- [Task brief]
Please rewrite the items below as a two-column CSV with the header "query,mask", one row per item, putting each item's text under "query" and its answer under "mask". Each value goes in a single quoted field, with line breaks replaced by spaces.
>> begin Dataset entries
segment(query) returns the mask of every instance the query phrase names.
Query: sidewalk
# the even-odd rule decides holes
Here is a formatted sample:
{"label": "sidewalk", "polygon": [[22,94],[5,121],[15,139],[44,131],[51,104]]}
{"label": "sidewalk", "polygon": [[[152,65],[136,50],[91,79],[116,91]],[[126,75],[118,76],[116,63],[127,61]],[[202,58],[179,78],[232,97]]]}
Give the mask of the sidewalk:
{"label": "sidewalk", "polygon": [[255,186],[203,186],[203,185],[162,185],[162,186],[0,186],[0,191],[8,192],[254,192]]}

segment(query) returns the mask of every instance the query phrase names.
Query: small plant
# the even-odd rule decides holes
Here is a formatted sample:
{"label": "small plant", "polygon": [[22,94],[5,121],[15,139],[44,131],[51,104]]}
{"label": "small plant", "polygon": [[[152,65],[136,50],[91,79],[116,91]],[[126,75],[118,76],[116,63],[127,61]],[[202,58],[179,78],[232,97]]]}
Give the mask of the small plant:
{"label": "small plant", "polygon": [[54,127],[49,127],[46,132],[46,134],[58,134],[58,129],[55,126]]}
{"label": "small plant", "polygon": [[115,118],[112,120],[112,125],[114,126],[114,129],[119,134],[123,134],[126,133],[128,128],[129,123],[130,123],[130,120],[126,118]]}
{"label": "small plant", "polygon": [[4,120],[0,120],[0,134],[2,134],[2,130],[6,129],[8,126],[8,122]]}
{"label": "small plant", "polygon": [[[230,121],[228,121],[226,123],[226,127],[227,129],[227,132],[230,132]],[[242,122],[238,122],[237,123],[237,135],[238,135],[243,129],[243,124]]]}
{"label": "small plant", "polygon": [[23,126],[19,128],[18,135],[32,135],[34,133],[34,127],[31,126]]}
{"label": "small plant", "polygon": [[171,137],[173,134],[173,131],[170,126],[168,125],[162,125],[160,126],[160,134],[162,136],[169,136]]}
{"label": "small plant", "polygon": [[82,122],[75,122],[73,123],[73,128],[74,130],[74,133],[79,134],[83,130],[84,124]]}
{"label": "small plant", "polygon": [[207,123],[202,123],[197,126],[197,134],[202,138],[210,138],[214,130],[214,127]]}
>> end Dataset entries
- [Answer to the task]
query,mask
"segment(query) returns the mask of every instance the query phrase names. Query: sidewalk # the even-odd rule decides holes Here is a formatted sample: {""label"": ""sidewalk"", ""polygon"": [[22,94],[5,121],[15,139],[44,131],[51,104]]} {""label"": ""sidewalk"", ""polygon"": [[[152,65],[136,50],[91,79],[116,91]],[[126,75],[118,76],[116,63],[127,61]],[[202,58],[179,78],[232,97]]]} Give the mask of the sidewalk:","{""label"": ""sidewalk"", ""polygon"": [[255,186],[203,186],[203,185],[162,185],[162,186],[0,186],[0,191],[8,192],[254,192]]}"
"segment(query) returns the mask of every instance the query phrase names. Query: small plant # the even-odd rule decides holes Here is a formatted sample: {""label"": ""small plant"", ""polygon"": [[22,94],[5,121],[15,139],[44,131],[51,104]]} {""label"": ""small plant"", ""polygon"": [[[152,65],[136,50],[91,79],[116,91]],[[126,75],[118,76],[116,63],[127,61]],[[202,58],[179,78],[232,97]]]} Give the mask of the small plant:","{""label"": ""small plant"", ""polygon"": [[54,127],[49,127],[46,132],[46,134],[58,134],[58,129],[55,126]]} {""label"": ""small plant"", ""polygon"": [[115,118],[112,120],[112,125],[114,126],[114,129],[119,134],[123,134],[126,133],[128,128],[129,123],[130,123],[130,120],[126,118]]} {""label"": ""small plant"", ""polygon"": [[4,120],[0,120],[0,134],[2,134],[2,130],[6,129],[8,126],[8,122]]} {""label"": ""small plant"", ""polygon"": [[[230,121],[228,121],[226,123],[226,127],[227,129],[227,132],[230,132]],[[242,122],[238,122],[237,123],[237,135],[238,135],[243,129],[243,124]]]} {""label"": ""small plant"", ""polygon"": [[23,126],[19,128],[18,135],[32,135],[34,133],[34,127],[31,126]]} {""label"": ""small plant"", ""polygon"": [[171,137],[173,134],[173,131],[170,126],[168,125],[162,125],[160,126],[160,134],[162,136],[169,136]]} {""label"": ""small plant"", ""polygon"": [[82,122],[75,122],[73,123],[73,128],[74,130],[74,133],[79,134],[83,130],[84,124]]} {""label"": ""small plant"", ""polygon"": [[207,123],[202,123],[197,126],[197,134],[202,138],[210,138],[214,130],[214,127]]}"